## WORK INSTRUCTIONS:
Please reproduce every line of the items below with no changes.

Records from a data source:
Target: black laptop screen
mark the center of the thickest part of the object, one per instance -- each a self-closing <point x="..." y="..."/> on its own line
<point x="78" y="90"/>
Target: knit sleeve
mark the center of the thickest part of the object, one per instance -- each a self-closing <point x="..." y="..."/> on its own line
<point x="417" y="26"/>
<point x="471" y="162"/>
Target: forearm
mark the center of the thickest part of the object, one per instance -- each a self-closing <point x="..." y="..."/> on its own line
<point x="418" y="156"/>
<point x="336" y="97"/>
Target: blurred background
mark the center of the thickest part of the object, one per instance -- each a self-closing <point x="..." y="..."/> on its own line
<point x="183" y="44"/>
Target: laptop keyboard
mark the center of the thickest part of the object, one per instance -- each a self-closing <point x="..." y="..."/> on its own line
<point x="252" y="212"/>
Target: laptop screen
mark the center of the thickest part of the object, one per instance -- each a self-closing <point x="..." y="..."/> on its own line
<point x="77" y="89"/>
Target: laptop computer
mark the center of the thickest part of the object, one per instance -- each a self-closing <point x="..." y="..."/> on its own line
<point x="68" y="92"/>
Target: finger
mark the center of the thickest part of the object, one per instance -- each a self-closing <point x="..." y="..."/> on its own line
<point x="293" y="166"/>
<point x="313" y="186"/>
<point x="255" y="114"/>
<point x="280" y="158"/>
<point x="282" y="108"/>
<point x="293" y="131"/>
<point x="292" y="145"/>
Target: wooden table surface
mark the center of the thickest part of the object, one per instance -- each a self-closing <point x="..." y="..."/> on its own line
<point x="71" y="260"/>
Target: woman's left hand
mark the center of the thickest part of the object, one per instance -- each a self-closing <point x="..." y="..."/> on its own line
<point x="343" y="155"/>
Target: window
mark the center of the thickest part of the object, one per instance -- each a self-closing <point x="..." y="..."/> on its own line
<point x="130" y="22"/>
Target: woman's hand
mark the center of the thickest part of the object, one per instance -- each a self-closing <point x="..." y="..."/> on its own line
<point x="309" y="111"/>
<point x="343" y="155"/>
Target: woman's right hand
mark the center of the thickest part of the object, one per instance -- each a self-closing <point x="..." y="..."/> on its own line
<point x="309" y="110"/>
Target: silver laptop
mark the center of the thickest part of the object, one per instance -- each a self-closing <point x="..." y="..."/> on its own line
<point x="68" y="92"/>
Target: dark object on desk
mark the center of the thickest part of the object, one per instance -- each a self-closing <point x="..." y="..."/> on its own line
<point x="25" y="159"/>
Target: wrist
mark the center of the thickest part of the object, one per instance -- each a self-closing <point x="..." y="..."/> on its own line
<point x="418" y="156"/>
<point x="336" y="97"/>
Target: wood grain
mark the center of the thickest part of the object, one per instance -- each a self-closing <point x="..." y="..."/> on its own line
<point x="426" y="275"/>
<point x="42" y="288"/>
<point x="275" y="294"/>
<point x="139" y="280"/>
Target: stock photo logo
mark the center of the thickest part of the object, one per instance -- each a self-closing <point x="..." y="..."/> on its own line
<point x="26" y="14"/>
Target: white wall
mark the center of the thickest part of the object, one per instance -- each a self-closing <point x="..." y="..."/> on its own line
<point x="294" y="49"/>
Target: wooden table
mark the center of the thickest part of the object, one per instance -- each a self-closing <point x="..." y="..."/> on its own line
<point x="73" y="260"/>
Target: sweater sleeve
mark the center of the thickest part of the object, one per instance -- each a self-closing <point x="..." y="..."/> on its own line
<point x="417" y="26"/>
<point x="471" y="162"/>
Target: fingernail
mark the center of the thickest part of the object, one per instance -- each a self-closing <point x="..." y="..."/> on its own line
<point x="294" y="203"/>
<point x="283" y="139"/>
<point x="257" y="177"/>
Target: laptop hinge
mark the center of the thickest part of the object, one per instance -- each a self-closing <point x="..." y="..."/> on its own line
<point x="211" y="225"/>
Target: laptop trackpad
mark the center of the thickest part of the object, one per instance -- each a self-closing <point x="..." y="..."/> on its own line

## TASK RESULT:
Target: black laptop screen
mark the center of the thickest part of the object, one per instance -- each a self-closing <point x="..." y="..."/> on its own line
<point x="78" y="90"/>
Target: knit sleeve
mark the center of the thickest part of the object, one per instance -- each a self-closing <point x="..." y="..."/> on its own line
<point x="417" y="26"/>
<point x="471" y="162"/>
Target: forearm
mark the center of the thickest part of the object, one per instance -- each a self-closing <point x="..." y="..."/> on its own line
<point x="418" y="156"/>
<point x="336" y="97"/>
Target: blurred background
mark the center of the thickest part of the object, one per instance -- each a self-closing <point x="..." y="..."/> on its own line
<point x="183" y="44"/>
Target: laptop keyboard
mark the center of the thickest part of the object, one per instance -- each a self-closing <point x="..." y="..."/> on its own line
<point x="252" y="212"/>
Target: laptop screen
mark the center of the thickest part of the object, one per instance -- each a self-closing <point x="..." y="..."/> on its own line
<point x="77" y="89"/>
Target: laptop computer
mark the center of the thickest part of the object, one per instance -- each a self-closing <point x="..." y="..."/> on its own line
<point x="68" y="92"/>
Target: finger
mark the center of the thickest part of the object, one per instance -- each a self-closing <point x="..." y="..."/> on its own line
<point x="293" y="166"/>
<point x="313" y="186"/>
<point x="255" y="114"/>
<point x="280" y="158"/>
<point x="282" y="108"/>
<point x="293" y="131"/>
<point x="292" y="145"/>
Target: wooden table surface
mark the center of the thickest part of the object, one per instance -- each a self-closing <point x="..." y="..."/> on its own line
<point x="71" y="260"/>
Target: woman's left hand
mark the center of the thickest part of the object, one per instance -- each a self-closing <point x="..." y="..."/> on its own line
<point x="343" y="155"/>
Target: window
mark the center of the thickest part of the object, one per instance -- each a self-closing <point x="..." y="..."/> on its own line
<point x="130" y="22"/>
Target: woman's hand
mark the center of the thickest part of the object, one per instance -- each a self-closing <point x="..." y="..."/> on its own line
<point x="309" y="111"/>
<point x="343" y="155"/>
Target: woman's right hand
mark the center of the thickest part of the object, one per instance -- each a self-closing <point x="..." y="..."/> on its own line
<point x="309" y="110"/>
Target: silver laptop
mark the center of the thickest part of the object, one per instance -- each a self-closing <point x="..." y="..."/> on its own line
<point x="68" y="92"/>
Target: dark object on desk
mark the center of the thickest part of the object, one per instance -- each a self-closing <point x="..." y="..."/> on its own line
<point x="25" y="159"/>
Target: wrist
mark the center of the thickest part of the object, one per instance -- each a self-closing <point x="..." y="..."/> on its own line
<point x="418" y="156"/>
<point x="336" y="97"/>
Target: wood grain
mark the center of the thickest part of the object, one per instance -- each a self-closing <point x="..." y="..."/> on its own line
<point x="426" y="275"/>
<point x="42" y="288"/>
<point x="275" y="294"/>
<point x="139" y="280"/>
Target: stock photo logo
mark the center of the thickest part of the object, one per instance -- each a self-closing <point x="..." y="..."/> on its own line
<point x="26" y="14"/>
Target: white wall
mark the center of the thickest part of the object, one per instance -- each a self-closing <point x="..." y="..."/> on its own line
<point x="294" y="49"/>
Target: wooden table
mark the center of the thickest part of the object, one per instance -- each a self-closing <point x="..." y="..."/> on its own line
<point x="73" y="260"/>
Target: sweater sleeve
mark the center of the thickest part of the object, one per instance -- each a self-closing <point x="..." y="..."/> on its own line
<point x="417" y="26"/>
<point x="471" y="162"/>
Target: fingernail
mark the center of the thickest part of the object, one per instance -- each a self-closing <point x="..." y="..."/> on its own line
<point x="294" y="203"/>
<point x="283" y="139"/>
<point x="257" y="177"/>
Target: laptop hinge
mark the center of the thickest part of the object, one per instance -- each a self-closing <point x="..." y="..."/> on its own line
<point x="211" y="225"/>
Target: laptop trackpad
mark the center of the thickest part of the object, one per instance -- each a self-closing <point x="..." y="..."/> on its own line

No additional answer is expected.